Pick up the forum thread below on wanting a spouse to gain weight and continue it from its last line.
[START SOURCE]
Now one of my voices tip up and say "well, she's not but hey, you also want to alter her to a bigger version. Is that different from wanting bigger lips, weight loss and so on?" . So, sad again.  . I think this voice is right, at least to some extent, but it hurts to admit it. The only difference is that it's me who wants her bigger and not herself (that only makes it worse in my eyes).

You're not getting into relationships where your partner wants to lose weight, you say, if I understand you correctly. But during my relationship with my wife I have gradually found out that I preferred her being larger than she was. I think my preference has been there always, but it's just been sort buried or hidden. If my wife had weighed 260lbs (she weighed 190) when we married I am sure I didn't want her to gain another 100lbs. Maybe 70 but not 100. But now, ten years after our wedding I just can't walk out of the door and say " 'bye, I'll go out looking for someone who likes to gain for me since you don't want to. Have a good life" . It's good that you can choose but I can't, so I must look for other solutions. The most sad part of it is that if I said so to my wife she would accept to gain for me, at least for a while. I could never threaten her. I don't want to, because I love her, but she has told me that if I did, she would accept. It's a scaring thought to me. To know that you could get what you desired if you were a bad guy. So close and yet so far away. Now it's my turn to show her that I love her, I think. There's no doubt that some day she'll be satisfied and say that she's reached an acceptable weight - maybe unlike lots of other women. And the day she says so, she means it. I just have to wait.


----------



## Tad (Sep 29, 2008)

> The most sad part of it is that if I said so to my wife she would accept to gain for me, at least for a while. I could never threaten her. I don't want to, because I love her, but she has told me that if I did, she would accept.* It's a scaring thought to me. To know that you could get what you desired if you were a bad guy.* So close and yet so far away. Now it's my turn to show her that I love her, I think. There's no doubt that some day she'll be satisfied and say that she's reached an acceptable weight



I really get the feeling that we've had a lot of similar thoughts.....what I bolded in that quote captured something I've been feeling but never quite managed to put into words. I am so careful around a lot of issues because of that factor. 

We were at a hotel a few weeks ago, and there was a scale in the bathroom. She weighed herself and it said an even two hundred pounds. She was SO pleased! I got on it, and said without thinking about it "Oh, based on what this is reading, I think it is about six pounds low." Then I turned around, and the expression on her face was like a kid who had just learned their birthday party had been cancelled. With this heart breakingly whistful voice she said "It could have been." And she is not somebody who normally fusses much about this sort of issue, so it really told me how much she still would like to lose more. Yet like you said, if I told her that I really needed her to gain, she just might do it, but it would feel like whipping a puppy.

When what brings each of you satisfaction is opposite, with no way to achieve both, it is hard, there is just no way around it.


----------



## Green Eyed Fairy (Sep 29, 2008)
[END SOURCE]
[START DATA SEGMENT]
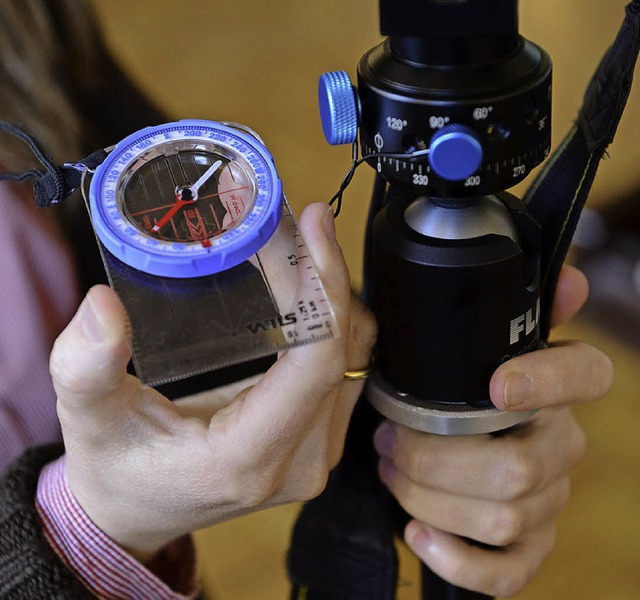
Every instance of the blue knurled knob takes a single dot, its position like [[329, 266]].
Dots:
[[455, 152], [338, 108]]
[END DATA SEGMENT]
● **RESPONSE TO THE TASK**
brainman said:


> @Green Eyed Fairy
> Well, _she let me_ take her somewhere it's hard for me to return from. I'll give it time as you tell me to. Of course I can live with it. You can live with surprisingly much when necessary.
> I'm glad to know that I don't sound like a bad guy. I don't know myself. Sometimes I feel very bad. My wife tells me that she does not think I'm bad but that does not make me sure. One thing's for sure. I don't _want_ to be a bad guy and I know that I could've been more bad than I've been.



Just remember WHY she "let you"....because she loves you and wanted to please you. She is probably as insecure about this whole issue as you are...torn between wanting to keep you happy/satisfied....but hating how she looks/feels from the results of it. 
That is not a slight against you....it's just her reaction as a human being. Like you have your own reactions......I really do think both of you must love each other very much and put all you can into this relationship. That seems like a bond that will sustain/weather just about anything.

Good luck to both of you- I hope you both find many more years of happiness together


----------



## brainman (Sep 30, 2008)

Thank you for your words. I's going to be a hard time, maybe for both my wife and I, me knowing that she wants to lose weight, her knowing that I wish she would gain, both of us wanting to satisfy the other one. I'll give it time. I've calculated that if she can continue losing weight quite fast, she would be there next christmas. That's a long time but well, it's only a little part of the total time we'll spend together, so there's time to find out what to do.

All your words have made me feel a bit better so I've been able to show my wife some extra positive attention, which she likes very much. No problems have been solved but it has been good to write down all my feelings and thoughts in a place where other people might have been in similar situations.

My wife (and to some extent also I) have been worried that this losing might have been such a turn-off for me that I wasn't able to find her attractive again or for at least a long period. This has gotten a bit better, I feel, and that's definitely a good thing.

So thank you so much. 

@Green Eyed Fairy
Thank you for your wishes. Both my wife and I want our marriage to last exactly as long as we promised each other at the wedding :wubu:

@edx
I think that your wife hated her weight even more than my wife. It's actually a bit strange. She doesn't seem very interested in what she weighs, only in losing some weight. Maybe she just can't believe that she's already lost over 20 lbs because her weight always has been going upwards. Maybe she does not believe that she's actually able to lose the weight she wants to. She did't even seem disappointed when the weight showed a 3 lbs gain this other day. She just shrugged, so I don't know exactly what's going on.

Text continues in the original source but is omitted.